El hombre ha profanado las cosas que nacen y mueren bajo el sol, salvo el sol; las cosas que nacen y mueren en la esperanza, salvo la esperanza. No habiéndose atrevido a ir más lejos, ha puesto límites a su cinismo. Y es que un cínico, que se pretende consecuente, sólo lo es en palabras; sus gestos hacen de él el ser más contradictorio: nadie podría vivir después de haber diezmado sus supersticiones. Para llegar al cinismo total, sería preciso un esfuerzo inverso al de la santidad y al menos igualmente considerable; o, si no, imaginar un santo que, llegado a la cumbre de su purificación descubriera la vanidad del trabajo que se ha tomado y el ridículo de Dios...
Mientras que las decadencias más elocuentes no nos elevan más sobre la desdicha que los balbuceos de un pastor, y que a fin de cuentas hay más sabiduría en la risotada de un idiota que en la investigación de los laboratorios, ¿no es entonces locura perseguir la verdad por los caminos del tiempo o en los libros?
Fui, soy o seré, es cuestión de gramática y no de existencia.
El asesino hace un uso ilimitado de su libertad y no puede resistir a la idea de su poder. Está dentro de las posibilidades de cada uno de nosotros el arrebatar la vida a otro. Si todos los que hemos matado con el pensamiento desaparecieran de verdad, la tierra no tendría ya habitantes. Llevamos en nosotros un verdugo reticente, un criminal irrealizado. Y los que no tienen la audacia de confesarse sus tendencias homicidas, asesinan en sueños, pueblan de cadáveres sus pesadillas. Ante un tribunal absoluto, sólo los ángeles serían absueltos. Pues nunca hubo ser que no desease —al menos inconscientemente— la muerte de otro ser.
Disertar sobre la libertad no lleva a ninguna consecuencia, ni para bien ni para mal; pero sólo tenemos instantes para darnos cuenta de que todo depende de nosotros...La libertad es un principio ético de esencia demoníaca.

[Entradas de un conjunto de datos]
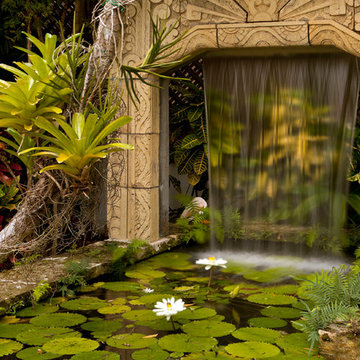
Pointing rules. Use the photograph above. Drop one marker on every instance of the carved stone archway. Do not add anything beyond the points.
(133, 193)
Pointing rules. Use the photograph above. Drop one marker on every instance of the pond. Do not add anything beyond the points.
(246, 313)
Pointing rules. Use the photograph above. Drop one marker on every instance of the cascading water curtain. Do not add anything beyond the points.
(280, 139)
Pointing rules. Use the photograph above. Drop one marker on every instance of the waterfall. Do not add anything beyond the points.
(280, 138)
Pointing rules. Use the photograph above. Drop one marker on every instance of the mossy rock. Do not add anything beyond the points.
(150, 354)
(131, 341)
(281, 312)
(186, 343)
(142, 315)
(257, 334)
(266, 322)
(252, 349)
(114, 309)
(96, 355)
(38, 309)
(84, 304)
(8, 347)
(209, 328)
(102, 325)
(10, 331)
(33, 353)
(58, 320)
(70, 346)
(121, 286)
(40, 336)
(271, 299)
(197, 314)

▸ **EJERCICIOS PROPUESTOS**
a: Responde a estas preguntas sobre el fragmento sobre el cinismo y la libertad:
(i) ¿Qué dos cosas no ha profanado el hombre?
(ii) ¿Quiénes serían los únicos absueltos ante un tribunal absoluto?
(iii) ¿Cómo se define la libertad en la última frase?
b: Reproduce del fragmento sobre el cinismo y la libertad el pasaje que empieza en "El asesino hace" y termina en "de otro ser.".
c: Prosigue el fragmento sobre el cinismo y la libertad a partir de su última frase.

▸ **SOLUCIONES DE EJERCICIOS**
a:
(i) El sol y la esperanza.
(ii) Los ángeles.
(iii) Como un principio ético de esencia demoníaca.

b:
El asesino hace un uso ilimitado de su libertad y no puede resistir a la idea de su poder. Está dentro de las posibilidades de cada uno de nosotros el arrebatar la vida a otro. Si todos los que hemos matado con el pensamiento desaparecieran de verdad, la tierra no tendría ya habitantes. Llevamos en nosotros un verdugo reticente, un criminal irrealizado. Y los que no tienen la audacia de confesarse sus tendencias homicidas, asesinan en sueños, pueblan de cadáveres sus pesadillas. Ante un tribunal absoluto, sólo los ángeles serían absueltos. Pues nunca hubo ser que no desease —al menos inconscientemente— la muerte de otro ser.

c:
La vida tiene dogmas más inmutables que la teología, pues cada existencia está anclada en infalibilidades que hacen palidecer las elucubraciones de la demencia y de la fe. El escéptico mismo, enamorado de sus dudas, se muestra fanático del escepticismo. El hombre es el ser dogmático por excelencia; y sus dogmas son tanto más profundos cuando no los formula, cuando los ignora y los sigue.... Cada uno es para sí mismo un dogma supremo; ninguna teología protege a su dios como nosotros protegemos a nuestro yo; y este yo, si le asediamos con dudas y le ponemos en cuestión, no es más que por una falsa elegancia de nuestro orgullo: la causa está ganada de antemano.
Cada uno es para sí el único punto fijo en el universo. Y si alguien muere por una idea, es porque es su idea, y su idea es su vida.
Mientras el hombre está protegido por la demencia, actúa y prospera; pero cuando se libra de la tiranía fecunda de las ideas fijas, se pierde y se arruina. Comienza a aceptarlo todo, a envolver en su tolerancia no solamente los abusos menores, sino también los crímenes y las monstruosidades, los vicios y las aberraciones: todo vale lo mismo para él. Su indulgencia destructora de sí misma, se extiende al conjunto de los culpables, a las víctimas y a los verdugos; es de todos los partidos porque comparte todas las opiniones... Su piedad se orienta a la existencia entera y su caridad es la de la duda y no la del amor; es una caridad escéptica, consecuencia del conocimiento y que excusa todas las anomalías. Pero quien toma partido, quien vive en la locura de la decisión y de la elección, nunca es caritativo; inepto para abarcar todos los puntos de vista, confinado en el horizonte de sus deseos y de sus principios, se hunde en una hipnosis de lo finito.
Somos todos ridículamente prudentes y tímidos: el cinismo no se aprende en la escuela. El orgullo, tampoco... Que el mayor conocedor de los humanos haya sido motejado de perro prueba que en ninguna época el hombre ha tenido el valor de aceptar su verdadera imagen y que siempre ha reprobado las verdades sin miramientos.... Pero ha llegado el momento de oponer a las verdades del Hijo de Dios las de este «perro celestial» como le llamó un poeta de su tiempo.... Las verdades de la belleza se nutren de exageraciones que, ante un poco de análisis, se revelan monstruosas y ridículas. La poesía: divagación cosmogónica del vocabulario... ¿Se ha combinado alguna vez más eficazmente el charlatanismo y el éxtasis? ¡La mentira, fuente de las lágrimas!, esta es la impostura del genio y el secreto del arte. ¡Naderías infladas hasta el cielo; lo improbable, generador de universos!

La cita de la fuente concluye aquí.